_Text passage_:
On December 27, 2012, the Company formed a new wholly-owned subsidiary, Nuta Technology Corp., (“Nuta”), which is incorporated in the state of Virginia. On April 2, 2013, the Company entered into an Agreement and Plan of Merger (the "Merger Agreement") with its wholly owned subsidiary, Nuta, North South Holdings, Inc., a Delaware corporation ("North South"), the owner or assignee of certain patents, licenses and applications (the “North South Intellectual Property”), and the shareholders of North South (the "North South Shareholders"). Upon closing of the transaction contemplated under the Merger Agreement (the "Merger"), North South will merge with and into Nuta with Nuta as the surviving corporation. Nuta will operate as the record owner of the North South Intellectual Property. The closing of the Merger is subject to customary closing conditions, including the receipt of a fairness opinion that the Merger Consideration (as defined below) is fair to stockholders and the Company from a financial point of view, based on, among other things, the North South Intellectual Property assets, and the approval of the Company’s shareholders holding a majority of the outstanding voting capital stock of the Company as of the record date (July 10, 2013) to issue the Merger Consideration pursuant to NASDAQ listing standards. See Note 12.

 

Basis of Presentation

 

The accompanying condensed consolidated financial statements of the Company are unaudited and do not include all of the information and disclosures generally required for annual financial statements. In the opinion of management, the statements contain all material adjustments (consisting of normal recurring accruals) necessary to present fairly the Company’s consolidated financial position as of June 30, 2013, the consolidated results of its operations for the three-and six-month periods ended June 30, 2013 and 2012, and the consolidated results of its cash flows for the six-month periods ended June 30, 2013 and 2012. This report should be read in conjunction with the Company’s Annual Report on Form 10-K, which does contain the complete information and disclosure, for the year ended December 31, 2012.

 

The accompanying condensed consolidated financial statements include the accounts of Spherix Incorporated and its wholly-owned subsidiaries, Biospherics Incorporated and Nuta Technology Corp. All significant intercompany balances and transactions have been eliminated in consolidation.

_Listing_:
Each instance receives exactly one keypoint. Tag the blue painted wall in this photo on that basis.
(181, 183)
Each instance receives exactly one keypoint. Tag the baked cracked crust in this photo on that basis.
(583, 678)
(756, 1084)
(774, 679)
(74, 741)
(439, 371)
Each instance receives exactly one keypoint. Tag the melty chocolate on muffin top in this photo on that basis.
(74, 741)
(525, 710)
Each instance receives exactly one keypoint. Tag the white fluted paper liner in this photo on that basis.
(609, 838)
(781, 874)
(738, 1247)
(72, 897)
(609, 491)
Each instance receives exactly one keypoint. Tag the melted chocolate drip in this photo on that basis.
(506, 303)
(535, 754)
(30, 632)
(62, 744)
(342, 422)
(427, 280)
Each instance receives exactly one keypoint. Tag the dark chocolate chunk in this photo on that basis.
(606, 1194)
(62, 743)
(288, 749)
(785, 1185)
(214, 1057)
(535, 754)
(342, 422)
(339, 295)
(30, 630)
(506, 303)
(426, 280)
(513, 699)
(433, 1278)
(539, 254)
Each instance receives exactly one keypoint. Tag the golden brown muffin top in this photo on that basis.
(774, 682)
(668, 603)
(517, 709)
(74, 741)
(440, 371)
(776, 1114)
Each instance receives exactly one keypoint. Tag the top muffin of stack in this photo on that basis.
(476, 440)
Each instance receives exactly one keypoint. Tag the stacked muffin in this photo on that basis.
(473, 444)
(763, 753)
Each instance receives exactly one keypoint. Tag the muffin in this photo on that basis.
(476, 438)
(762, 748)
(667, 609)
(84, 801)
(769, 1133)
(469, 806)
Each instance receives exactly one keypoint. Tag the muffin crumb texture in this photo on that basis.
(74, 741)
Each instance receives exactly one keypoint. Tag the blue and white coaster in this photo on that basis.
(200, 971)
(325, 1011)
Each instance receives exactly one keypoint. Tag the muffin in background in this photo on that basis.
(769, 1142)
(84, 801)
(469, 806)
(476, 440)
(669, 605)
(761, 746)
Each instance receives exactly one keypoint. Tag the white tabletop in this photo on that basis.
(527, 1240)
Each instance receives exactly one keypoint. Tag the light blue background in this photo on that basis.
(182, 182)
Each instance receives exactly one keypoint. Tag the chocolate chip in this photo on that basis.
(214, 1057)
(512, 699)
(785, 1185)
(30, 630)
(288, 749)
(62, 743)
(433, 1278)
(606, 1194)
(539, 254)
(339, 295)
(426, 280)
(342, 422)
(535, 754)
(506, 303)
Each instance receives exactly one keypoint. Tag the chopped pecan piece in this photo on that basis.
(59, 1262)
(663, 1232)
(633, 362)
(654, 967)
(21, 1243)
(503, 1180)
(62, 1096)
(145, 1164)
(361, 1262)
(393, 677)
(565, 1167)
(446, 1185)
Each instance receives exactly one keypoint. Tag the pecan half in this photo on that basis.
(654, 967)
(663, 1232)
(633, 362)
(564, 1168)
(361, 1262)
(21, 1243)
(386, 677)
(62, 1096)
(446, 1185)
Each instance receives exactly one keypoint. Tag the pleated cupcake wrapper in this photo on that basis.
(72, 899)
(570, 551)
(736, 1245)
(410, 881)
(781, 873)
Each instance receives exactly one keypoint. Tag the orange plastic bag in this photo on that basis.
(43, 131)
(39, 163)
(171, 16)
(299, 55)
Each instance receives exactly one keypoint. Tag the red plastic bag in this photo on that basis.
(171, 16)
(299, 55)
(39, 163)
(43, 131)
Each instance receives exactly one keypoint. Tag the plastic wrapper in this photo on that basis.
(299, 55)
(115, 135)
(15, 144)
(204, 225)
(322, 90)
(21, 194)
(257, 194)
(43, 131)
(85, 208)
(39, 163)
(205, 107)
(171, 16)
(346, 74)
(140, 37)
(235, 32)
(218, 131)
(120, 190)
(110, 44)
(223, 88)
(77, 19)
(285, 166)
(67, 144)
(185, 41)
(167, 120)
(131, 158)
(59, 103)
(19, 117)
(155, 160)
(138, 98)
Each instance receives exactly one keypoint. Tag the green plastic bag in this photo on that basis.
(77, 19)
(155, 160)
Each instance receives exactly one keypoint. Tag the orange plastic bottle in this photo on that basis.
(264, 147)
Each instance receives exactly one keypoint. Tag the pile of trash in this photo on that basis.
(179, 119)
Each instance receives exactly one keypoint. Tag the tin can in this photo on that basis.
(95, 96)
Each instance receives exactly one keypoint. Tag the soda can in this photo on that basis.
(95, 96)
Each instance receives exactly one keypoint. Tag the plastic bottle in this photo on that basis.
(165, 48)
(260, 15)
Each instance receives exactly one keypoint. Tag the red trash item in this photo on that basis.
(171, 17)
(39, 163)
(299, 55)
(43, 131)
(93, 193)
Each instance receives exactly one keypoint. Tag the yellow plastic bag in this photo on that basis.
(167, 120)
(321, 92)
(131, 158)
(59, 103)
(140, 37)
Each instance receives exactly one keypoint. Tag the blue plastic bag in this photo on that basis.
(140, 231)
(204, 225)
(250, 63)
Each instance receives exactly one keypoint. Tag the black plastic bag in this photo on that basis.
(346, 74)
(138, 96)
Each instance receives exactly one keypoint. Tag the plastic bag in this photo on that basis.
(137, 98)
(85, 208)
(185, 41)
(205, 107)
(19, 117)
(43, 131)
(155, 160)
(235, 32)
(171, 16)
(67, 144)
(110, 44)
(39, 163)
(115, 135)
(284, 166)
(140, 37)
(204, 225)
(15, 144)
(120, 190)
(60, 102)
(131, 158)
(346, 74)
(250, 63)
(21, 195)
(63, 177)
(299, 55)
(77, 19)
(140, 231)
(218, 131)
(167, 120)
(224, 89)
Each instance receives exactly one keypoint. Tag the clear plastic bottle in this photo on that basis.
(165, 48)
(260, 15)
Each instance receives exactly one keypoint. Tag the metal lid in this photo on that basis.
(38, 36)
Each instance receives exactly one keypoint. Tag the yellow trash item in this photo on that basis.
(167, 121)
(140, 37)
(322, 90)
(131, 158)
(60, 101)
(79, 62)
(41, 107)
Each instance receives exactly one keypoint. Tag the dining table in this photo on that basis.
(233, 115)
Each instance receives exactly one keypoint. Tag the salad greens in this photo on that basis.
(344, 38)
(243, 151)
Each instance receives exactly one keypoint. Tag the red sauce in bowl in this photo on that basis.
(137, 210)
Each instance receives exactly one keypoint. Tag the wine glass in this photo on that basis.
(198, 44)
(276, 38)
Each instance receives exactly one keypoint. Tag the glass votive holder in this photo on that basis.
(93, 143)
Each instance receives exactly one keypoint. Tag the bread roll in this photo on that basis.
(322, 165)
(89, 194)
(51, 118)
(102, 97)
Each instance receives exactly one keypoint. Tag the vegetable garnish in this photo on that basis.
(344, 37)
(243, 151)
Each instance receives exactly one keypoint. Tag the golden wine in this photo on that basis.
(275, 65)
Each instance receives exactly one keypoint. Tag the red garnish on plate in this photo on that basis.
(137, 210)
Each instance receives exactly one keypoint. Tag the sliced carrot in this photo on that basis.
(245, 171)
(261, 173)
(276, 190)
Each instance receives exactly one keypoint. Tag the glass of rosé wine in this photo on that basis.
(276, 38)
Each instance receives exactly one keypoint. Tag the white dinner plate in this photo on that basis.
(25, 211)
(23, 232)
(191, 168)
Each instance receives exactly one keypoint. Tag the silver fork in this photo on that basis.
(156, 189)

_Your goal_: According to the merger passage, in which state is Nuta Technology Corp. incorporated? Answer using only the text, without drawing on the rows.

_Response for this exercise_: Nuta Technology Corp. is incorporated in the state of Virginia.